- **Problem requirements**
Copy out the entries exactly, from the first line to the last.

═════ Records to process ═════

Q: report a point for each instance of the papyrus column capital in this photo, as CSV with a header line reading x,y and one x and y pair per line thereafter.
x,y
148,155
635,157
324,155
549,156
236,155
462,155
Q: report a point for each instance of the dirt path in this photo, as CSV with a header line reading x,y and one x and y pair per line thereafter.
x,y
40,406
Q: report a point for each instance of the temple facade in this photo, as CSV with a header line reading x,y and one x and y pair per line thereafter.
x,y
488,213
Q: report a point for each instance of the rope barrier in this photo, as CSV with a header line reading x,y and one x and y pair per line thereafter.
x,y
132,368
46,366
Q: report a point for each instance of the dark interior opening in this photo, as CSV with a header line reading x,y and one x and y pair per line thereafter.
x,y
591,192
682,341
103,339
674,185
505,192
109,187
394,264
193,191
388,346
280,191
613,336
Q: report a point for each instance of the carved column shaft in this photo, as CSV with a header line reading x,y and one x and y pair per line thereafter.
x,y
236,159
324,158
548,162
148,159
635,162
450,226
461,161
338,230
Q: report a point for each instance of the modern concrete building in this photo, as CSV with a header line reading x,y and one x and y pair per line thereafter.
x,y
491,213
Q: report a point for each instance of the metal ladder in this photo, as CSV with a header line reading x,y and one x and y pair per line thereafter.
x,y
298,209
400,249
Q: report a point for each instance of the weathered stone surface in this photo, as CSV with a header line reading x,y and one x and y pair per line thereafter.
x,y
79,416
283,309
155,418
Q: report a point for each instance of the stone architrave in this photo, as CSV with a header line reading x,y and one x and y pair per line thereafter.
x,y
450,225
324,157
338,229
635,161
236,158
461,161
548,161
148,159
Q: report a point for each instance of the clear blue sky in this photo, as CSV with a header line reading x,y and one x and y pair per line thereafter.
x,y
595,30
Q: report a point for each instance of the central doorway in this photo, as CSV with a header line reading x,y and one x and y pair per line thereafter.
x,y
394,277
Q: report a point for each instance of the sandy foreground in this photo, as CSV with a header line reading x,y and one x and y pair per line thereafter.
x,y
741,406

═════

- **Exercise output**
Q: report a point for each instance of the papyrus column capital in this photo, as CSV with a header line reading x,y and one x and y pair per line thereafter.
x,y
148,155
635,157
324,155
549,156
236,155
462,155
Q: report a point for each instance of the dirt path in this photo, as CSV with a header line reading x,y and one x and y pair per line thereafter.
x,y
40,406
Q: report a point for each instance of the temple facade in this photo, as CSV with a header line reading x,y and one x and y pair per line thereafter.
x,y
488,213
Q: report a point for each instance of the rope barrier in this photo, as CSV with a header line reading x,y and one x and y pair per line thereafter.
x,y
132,368
46,366
Q: report a point for each instance of the dark interior opening in this photo, as CSV with a header line reading x,y and one x and y pair per line thereafter.
x,y
591,192
682,341
103,339
674,185
505,192
109,187
394,264
193,191
388,346
280,191
613,336
Q: report a point for each instance of the carved column shaft in this photo, as CSV with a header line reading x,y and one x and y pair per line thereafter.
x,y
236,159
324,158
548,162
148,159
635,162
450,226
461,161
338,230
Q: report a point for each instance of the modern concrete building in this photo, as CSV with a header line reading x,y and one x and y pair per line thereafter.
x,y
491,213
Q: report a point for each instance of the metal ladder in this photo, as CSV with a header line reading x,y and one x and y pair per line thereafter.
x,y
298,209
400,249
Q: report a point for each instance of the weathered stone surface in this photo, as CSV with a header line reading x,y and one x and y pair per line thereafter.
x,y
79,416
283,309
155,418
Q: report a point for each instance of the stone architrave in this photo, as CSV with a header line reading x,y and one x and y pair per line thereafter.
x,y
450,225
324,157
338,229
635,161
236,158
461,161
548,161
148,159
Q: report a point for each instance of the clear blue sky in this photo, as CSV with a header line reading x,y and one x and y pair per line thereafter.
x,y
595,30
Q: report a point for each instance of the central doorway in this photo, as CSV with a header line reading x,y and one x and y pair per line thereafter.
x,y
394,277
Q: report a point for each instance of the sandy foreground in this photo, as CSV with a header line reading x,y and one x and y pair per line thereafter.
x,y
741,406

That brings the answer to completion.